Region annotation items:
◆ ◆ ◆ ◆

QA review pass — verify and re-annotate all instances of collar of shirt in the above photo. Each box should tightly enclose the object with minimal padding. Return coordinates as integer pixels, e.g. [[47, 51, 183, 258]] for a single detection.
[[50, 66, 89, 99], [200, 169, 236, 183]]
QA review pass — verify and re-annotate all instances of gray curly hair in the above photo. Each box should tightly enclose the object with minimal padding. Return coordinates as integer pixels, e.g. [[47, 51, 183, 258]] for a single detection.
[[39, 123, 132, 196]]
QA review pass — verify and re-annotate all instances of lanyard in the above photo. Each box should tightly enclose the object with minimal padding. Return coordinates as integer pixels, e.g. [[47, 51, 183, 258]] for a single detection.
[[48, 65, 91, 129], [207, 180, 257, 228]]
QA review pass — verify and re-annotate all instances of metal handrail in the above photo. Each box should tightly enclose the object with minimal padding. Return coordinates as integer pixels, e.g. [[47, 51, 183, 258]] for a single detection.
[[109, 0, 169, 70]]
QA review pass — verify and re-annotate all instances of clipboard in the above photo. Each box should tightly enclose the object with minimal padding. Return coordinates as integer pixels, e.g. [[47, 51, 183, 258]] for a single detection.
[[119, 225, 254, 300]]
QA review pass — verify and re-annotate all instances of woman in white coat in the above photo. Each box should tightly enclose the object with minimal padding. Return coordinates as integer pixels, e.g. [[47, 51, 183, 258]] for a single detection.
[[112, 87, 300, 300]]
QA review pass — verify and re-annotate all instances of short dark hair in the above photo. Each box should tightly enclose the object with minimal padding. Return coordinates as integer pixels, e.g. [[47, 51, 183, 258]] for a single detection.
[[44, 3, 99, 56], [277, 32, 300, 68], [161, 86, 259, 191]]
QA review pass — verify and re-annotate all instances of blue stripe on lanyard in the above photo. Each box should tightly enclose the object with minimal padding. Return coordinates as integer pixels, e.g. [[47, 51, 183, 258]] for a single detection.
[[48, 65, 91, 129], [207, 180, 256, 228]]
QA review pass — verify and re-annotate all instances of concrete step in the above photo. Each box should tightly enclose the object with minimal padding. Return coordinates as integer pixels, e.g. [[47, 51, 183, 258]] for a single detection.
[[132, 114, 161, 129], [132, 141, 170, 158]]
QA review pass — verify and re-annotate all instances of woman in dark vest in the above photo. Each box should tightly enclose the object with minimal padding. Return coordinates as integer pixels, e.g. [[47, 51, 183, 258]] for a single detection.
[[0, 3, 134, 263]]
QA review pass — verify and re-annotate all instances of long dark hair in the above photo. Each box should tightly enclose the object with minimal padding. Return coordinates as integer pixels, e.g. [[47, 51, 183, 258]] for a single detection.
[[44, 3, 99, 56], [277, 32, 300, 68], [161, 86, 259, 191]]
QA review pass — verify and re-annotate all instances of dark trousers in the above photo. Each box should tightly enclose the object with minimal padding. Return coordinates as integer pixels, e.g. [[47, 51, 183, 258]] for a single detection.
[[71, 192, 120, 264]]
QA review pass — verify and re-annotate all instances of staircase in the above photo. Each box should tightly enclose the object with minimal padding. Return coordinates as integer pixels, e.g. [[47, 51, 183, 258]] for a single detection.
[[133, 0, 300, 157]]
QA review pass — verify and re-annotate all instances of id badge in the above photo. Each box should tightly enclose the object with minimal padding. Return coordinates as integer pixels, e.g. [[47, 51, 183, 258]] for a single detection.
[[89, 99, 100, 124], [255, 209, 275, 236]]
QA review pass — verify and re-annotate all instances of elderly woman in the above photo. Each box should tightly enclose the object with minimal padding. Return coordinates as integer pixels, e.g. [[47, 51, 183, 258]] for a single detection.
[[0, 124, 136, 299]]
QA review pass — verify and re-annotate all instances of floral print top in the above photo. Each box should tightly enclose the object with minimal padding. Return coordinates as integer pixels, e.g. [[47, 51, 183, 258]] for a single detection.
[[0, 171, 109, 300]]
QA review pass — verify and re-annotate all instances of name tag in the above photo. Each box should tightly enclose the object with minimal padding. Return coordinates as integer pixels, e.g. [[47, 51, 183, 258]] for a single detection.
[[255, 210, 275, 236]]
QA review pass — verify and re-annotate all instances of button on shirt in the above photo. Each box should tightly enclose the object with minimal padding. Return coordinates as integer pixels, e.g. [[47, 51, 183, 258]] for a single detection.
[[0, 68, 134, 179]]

◆ ◆ ◆ ◆

**To be done:**
Rewrite all the items above, changing "integer pixels" to "whole-number pixels" wherever it appears and leaving everything else as it is.

**Reply to the task:**
QA review pass — verify and re-annotate all instances of collar of shirt in the above photo. Each box should tightly enclose the object with minimal padding. Return coordinates as whole-number pixels, e.g. [[47, 51, 183, 258]] for a single detection.
[[50, 66, 89, 99], [200, 169, 236, 183]]
QA review pass — verify and re-annotate all instances of gray curly hair in the above photo. Each box should tightly enclose the object with minimal padding. Return coordinates as whole-number pixels, e.g. [[47, 51, 183, 258]] for a single detection.
[[39, 123, 132, 196]]
QA review pass — verify and re-annotate all instances of lanyard in the above photo. Each box should tightly enclose the object with minimal padding. Return coordinates as whole-number pixels, e.g. [[47, 51, 183, 258]] for a single detection.
[[48, 65, 91, 129], [207, 180, 257, 228]]
QA review pass — verify and re-annotate all instances of metal handrail in the above photo. Each box should tightly enclose the object with minimal padding. Return coordinates as whole-number pixels, e.g. [[47, 51, 183, 258]] for a single detection.
[[109, 0, 169, 70]]
QA review pass — verify and re-annotate all instances of clipboard in the above photo. Each box should tightly enclose the object with minimal padding. Return coordinates as whole-number pixels, e.g. [[47, 51, 183, 258]] for a single detection.
[[119, 225, 254, 300]]
QA review pass — verify and re-annotate all instances of woman in white coat in the above photo. Each box should tightly enclose the object with minimal padding. Return coordinates as whole-number pixels, e.g. [[47, 51, 183, 258]] for a single detection.
[[112, 87, 300, 300]]
QA review pass — verify and re-annotate all instances of short dark hair in the above photo. Each box should tightly enclose the object with minimal padding. Return coordinates as whole-number pixels, e.g. [[47, 51, 183, 258]] for a single detection.
[[44, 3, 99, 56], [277, 32, 300, 68], [161, 86, 259, 191]]
QA review pass — verify and re-annotate all instances of blue stripe on lanyard in the above photo. Each box should tightly enclose the object with minimal padding. Return coordinates as whole-number pixels, e.g. [[47, 51, 183, 258]] for a single detection.
[[48, 65, 91, 129], [207, 180, 256, 228]]
QA review pass — verify and re-annotate all instances of concrete step in the above photo. Each box should tightly enclose the object with minimal padding. Return coordinates as whole-number pixels, e.g. [[47, 51, 183, 258]] for a single detection.
[[132, 114, 161, 129], [132, 141, 170, 158]]
QA review pass — verify and re-annotate all instances of woman in dark vest in the above photo. Each box should tightly enclose the object with minimal padding. Return coordinates as whole-number pixels, e.g. [[47, 51, 183, 258]] for a single detection.
[[0, 3, 134, 263]]
QA review pass — verify and re-annotate all instances of long dark hair in the above photo. Each box should tightly enclose the object with minimal padding. Return coordinates as whole-number pixels, e.g. [[47, 51, 183, 258]] for a single detection.
[[44, 3, 99, 56], [277, 32, 300, 68], [161, 86, 259, 191]]
QA review pass — verify and re-annotate all instances of dark trousers in the above photo. Each box should tightly enclose the object with minimal padding. Return coordinates as whole-number pixels, e.g. [[47, 51, 183, 258]] for a single detection.
[[71, 192, 120, 264]]
QA review pass — verify and re-annotate all instances of staircase in the above photo. Each box should tightly enclose the object with minimal padding. Return coordinates as whole-number pixels, e.g. [[47, 51, 183, 258]] for a single detection.
[[133, 0, 300, 157]]
QA review pass — verify and re-annotate all instances of id badge in the above photo. Each box should tightly enclose the object with minimal padding. Return coordinates as whole-number pixels, e.g. [[47, 51, 183, 258]] for a single detection.
[[89, 99, 100, 124], [255, 209, 275, 236]]
QA review pass — verify and re-annotate all instances of elderly woman in the above photo. Each box should tightly enclose the object with minimal padding. Return coordinates as whole-number pixels, e.g. [[47, 51, 183, 258]] for a single detection.
[[0, 124, 136, 299]]
QA review pass — verify and re-annotate all instances of floral print top in the above photo. Each box should tightly enclose the object with minimal padding. Return coordinates as whole-number pixels, e.g. [[47, 51, 183, 258]] for a single detection.
[[0, 171, 109, 300]]
QA review pass — verify and re-annotate all instances of name tag in the above photo. Each box should tightly enclose the object with minimal padding. Return coordinates as whole-number pixels, e.g. [[47, 51, 183, 258]] for a single detection.
[[255, 210, 275, 236]]
QA review pass — verify and re-annotate all instances of button on shirt in the above photo. Each box should tightly enclose the object with minimal padding. Return coordinates as whole-number pixels, e.g. [[47, 51, 183, 258]] for a single detection.
[[0, 68, 134, 179]]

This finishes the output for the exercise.